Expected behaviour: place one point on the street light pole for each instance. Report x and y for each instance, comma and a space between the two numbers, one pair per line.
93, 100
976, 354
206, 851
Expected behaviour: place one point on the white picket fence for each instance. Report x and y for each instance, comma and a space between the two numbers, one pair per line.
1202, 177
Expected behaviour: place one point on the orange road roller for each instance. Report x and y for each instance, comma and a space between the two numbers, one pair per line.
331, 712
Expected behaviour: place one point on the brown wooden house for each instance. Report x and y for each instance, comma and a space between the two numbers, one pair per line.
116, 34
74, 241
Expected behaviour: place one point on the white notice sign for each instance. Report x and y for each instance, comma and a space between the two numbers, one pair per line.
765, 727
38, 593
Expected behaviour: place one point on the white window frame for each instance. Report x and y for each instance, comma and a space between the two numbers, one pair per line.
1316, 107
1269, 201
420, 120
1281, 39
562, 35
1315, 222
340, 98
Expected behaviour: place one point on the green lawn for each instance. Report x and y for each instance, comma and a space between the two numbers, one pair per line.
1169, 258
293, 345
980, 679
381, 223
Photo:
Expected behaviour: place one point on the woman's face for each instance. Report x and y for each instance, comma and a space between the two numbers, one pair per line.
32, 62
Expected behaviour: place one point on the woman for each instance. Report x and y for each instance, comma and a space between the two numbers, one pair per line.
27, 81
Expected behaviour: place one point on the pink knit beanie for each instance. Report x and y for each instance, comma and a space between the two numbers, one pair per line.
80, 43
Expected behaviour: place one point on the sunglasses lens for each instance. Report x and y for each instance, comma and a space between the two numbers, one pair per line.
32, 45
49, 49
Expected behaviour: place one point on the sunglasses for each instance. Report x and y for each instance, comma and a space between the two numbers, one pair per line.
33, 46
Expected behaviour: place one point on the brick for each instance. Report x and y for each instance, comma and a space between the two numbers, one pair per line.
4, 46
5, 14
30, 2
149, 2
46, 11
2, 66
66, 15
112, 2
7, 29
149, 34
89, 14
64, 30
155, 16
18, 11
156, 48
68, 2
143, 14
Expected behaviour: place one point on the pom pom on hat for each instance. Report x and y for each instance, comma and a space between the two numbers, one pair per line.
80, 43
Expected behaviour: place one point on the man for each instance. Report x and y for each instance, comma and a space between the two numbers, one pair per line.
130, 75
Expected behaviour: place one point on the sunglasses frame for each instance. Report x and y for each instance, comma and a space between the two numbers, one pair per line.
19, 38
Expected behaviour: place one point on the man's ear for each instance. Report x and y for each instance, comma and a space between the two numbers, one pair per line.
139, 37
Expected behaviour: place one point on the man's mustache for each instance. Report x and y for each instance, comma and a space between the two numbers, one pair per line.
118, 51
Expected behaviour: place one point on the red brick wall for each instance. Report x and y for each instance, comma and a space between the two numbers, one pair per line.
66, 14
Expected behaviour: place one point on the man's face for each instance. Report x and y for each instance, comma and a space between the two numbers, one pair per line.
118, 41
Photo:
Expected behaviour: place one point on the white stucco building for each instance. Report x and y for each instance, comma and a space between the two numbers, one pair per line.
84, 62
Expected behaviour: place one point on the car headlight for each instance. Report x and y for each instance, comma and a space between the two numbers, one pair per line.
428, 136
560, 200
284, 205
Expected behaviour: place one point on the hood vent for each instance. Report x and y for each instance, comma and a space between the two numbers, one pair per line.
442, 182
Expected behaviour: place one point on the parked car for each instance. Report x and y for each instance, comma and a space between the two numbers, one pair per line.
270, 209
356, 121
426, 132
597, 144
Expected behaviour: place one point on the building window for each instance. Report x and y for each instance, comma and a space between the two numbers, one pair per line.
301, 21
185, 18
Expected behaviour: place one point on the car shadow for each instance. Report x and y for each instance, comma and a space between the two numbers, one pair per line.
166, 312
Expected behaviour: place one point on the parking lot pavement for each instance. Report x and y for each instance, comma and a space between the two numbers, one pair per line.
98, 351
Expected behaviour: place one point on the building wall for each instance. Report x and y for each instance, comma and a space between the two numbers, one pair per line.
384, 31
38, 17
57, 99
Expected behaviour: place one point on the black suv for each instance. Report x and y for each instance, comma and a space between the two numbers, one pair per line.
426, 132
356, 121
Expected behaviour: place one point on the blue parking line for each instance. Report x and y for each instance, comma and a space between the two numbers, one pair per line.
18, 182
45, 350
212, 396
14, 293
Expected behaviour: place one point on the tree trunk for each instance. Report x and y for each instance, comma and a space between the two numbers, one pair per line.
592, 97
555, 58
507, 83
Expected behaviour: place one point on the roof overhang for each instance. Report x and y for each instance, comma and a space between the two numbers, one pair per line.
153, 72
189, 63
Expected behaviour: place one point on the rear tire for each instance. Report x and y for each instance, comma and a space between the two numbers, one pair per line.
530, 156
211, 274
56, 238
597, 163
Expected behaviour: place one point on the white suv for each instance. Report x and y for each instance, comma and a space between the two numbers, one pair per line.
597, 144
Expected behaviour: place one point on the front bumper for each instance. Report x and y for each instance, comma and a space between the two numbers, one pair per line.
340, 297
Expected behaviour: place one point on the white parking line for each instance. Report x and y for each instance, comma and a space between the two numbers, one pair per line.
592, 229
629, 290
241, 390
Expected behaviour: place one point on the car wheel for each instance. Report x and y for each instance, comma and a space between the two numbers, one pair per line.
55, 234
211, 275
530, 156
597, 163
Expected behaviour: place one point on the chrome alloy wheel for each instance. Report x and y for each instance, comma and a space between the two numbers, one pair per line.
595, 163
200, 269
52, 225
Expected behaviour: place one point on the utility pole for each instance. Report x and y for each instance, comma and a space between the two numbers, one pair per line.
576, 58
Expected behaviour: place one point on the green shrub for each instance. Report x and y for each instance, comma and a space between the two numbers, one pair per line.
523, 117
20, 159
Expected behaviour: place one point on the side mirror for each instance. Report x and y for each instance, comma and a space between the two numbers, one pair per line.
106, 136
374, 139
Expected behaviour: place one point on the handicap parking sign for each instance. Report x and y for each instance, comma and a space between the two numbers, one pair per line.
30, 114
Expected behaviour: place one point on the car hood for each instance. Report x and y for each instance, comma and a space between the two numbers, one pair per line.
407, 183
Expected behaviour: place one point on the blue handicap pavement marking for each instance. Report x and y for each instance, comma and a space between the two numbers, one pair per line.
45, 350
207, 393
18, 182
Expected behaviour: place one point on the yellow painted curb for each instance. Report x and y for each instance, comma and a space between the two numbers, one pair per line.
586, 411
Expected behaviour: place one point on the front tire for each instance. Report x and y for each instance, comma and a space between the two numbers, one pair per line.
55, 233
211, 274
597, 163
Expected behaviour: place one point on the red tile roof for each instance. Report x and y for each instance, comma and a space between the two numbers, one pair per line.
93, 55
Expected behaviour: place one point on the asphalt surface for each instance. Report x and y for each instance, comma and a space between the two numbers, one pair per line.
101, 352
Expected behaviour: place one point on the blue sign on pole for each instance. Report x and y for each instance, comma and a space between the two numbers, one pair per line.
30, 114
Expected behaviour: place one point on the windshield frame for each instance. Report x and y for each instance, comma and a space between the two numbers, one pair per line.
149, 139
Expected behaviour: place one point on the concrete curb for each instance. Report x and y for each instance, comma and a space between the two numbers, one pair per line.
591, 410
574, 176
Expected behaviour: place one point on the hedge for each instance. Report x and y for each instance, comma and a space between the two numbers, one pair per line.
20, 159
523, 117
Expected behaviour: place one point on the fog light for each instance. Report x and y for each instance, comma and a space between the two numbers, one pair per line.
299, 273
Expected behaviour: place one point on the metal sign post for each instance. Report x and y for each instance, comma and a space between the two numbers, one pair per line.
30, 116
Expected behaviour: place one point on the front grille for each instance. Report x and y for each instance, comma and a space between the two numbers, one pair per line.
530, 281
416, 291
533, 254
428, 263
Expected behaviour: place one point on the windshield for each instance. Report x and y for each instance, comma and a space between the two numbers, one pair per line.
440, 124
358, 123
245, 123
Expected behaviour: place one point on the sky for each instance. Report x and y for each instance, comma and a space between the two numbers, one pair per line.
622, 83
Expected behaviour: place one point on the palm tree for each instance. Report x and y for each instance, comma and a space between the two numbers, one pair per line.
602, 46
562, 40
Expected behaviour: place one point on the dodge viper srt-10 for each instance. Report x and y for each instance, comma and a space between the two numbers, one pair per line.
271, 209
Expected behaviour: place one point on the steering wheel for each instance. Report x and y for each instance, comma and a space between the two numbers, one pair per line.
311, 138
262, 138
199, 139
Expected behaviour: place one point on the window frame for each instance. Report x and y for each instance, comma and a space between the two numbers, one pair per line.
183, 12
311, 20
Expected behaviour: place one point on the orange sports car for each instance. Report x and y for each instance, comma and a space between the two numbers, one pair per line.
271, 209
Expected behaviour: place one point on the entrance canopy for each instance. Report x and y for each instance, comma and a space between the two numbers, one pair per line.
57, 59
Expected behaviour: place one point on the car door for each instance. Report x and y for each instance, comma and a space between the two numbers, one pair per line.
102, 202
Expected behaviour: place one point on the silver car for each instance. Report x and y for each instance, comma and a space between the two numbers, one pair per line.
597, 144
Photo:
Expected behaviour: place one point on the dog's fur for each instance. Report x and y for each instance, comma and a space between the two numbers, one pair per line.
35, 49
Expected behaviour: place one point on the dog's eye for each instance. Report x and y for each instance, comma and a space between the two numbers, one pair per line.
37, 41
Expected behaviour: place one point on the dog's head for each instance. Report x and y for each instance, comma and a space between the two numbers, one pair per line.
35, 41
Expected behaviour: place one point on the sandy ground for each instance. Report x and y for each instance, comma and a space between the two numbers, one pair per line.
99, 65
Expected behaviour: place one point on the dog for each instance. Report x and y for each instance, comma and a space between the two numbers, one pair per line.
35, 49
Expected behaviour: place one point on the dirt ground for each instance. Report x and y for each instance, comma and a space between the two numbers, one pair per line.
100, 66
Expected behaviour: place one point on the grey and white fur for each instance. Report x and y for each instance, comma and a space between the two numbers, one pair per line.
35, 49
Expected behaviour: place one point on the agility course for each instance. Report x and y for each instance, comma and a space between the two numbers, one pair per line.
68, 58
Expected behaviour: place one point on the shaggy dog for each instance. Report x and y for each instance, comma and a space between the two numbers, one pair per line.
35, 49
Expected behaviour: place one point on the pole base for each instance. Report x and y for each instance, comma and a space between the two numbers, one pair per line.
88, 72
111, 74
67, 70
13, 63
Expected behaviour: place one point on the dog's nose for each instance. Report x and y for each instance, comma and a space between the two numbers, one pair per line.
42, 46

[Exercise objective] Find the line containing "Expected behaviour: place one point on the dog's eye" in the material above. Print it and every line after it through the end, exactly and only those.

[Solution below]
Expected behaviour: place one point on the dog's eye for each instance. Report x and y for each instance, comma and a space between the two numbers, one pair per line.
37, 41
Expected behaviour: place one point on the dog's head for each instance. Report x and y for each instance, comma and a space between the two numbers, one pair per line.
35, 41
Expected behaviour: place one point on the sandy ground for each instance. Report x and y for each instance, comma and a space between the two numbers, one pair per line.
99, 65
Expected behaviour: place one point on the dog for each instance. Report x and y for each instance, comma and a space between the two numbers, one pair per line.
35, 49
Expected behaviour: place one point on the dirt ground for each instance. Report x and y for each instance, comma and a space between the two numbers, one pair per line.
100, 66
Expected behaviour: place one point on the grey and white fur for each instance. Report x and y for each instance, comma and a space between the two numbers, one pair per line.
35, 49
Expected behaviour: place one point on the agility course for each instance. Report x and y for each instance, comma and a space between the two numbers, one pair per line.
68, 58
Expected behaviour: place one point on the shaggy dog for each instance. Report x and y for each instance, comma and a space between the two numbers, one pair per line.
35, 49
Expected behaviour: place one point on the pole base for each instance. Report x and y for each instance, comma and a space between the two numbers, one pair per line.
88, 72
111, 74
67, 70
13, 63
Expected behaviour: place one point on the dog's nose for each instance. Report x and y for each instance, comma and a space between the two numbers, one pair per line.
42, 46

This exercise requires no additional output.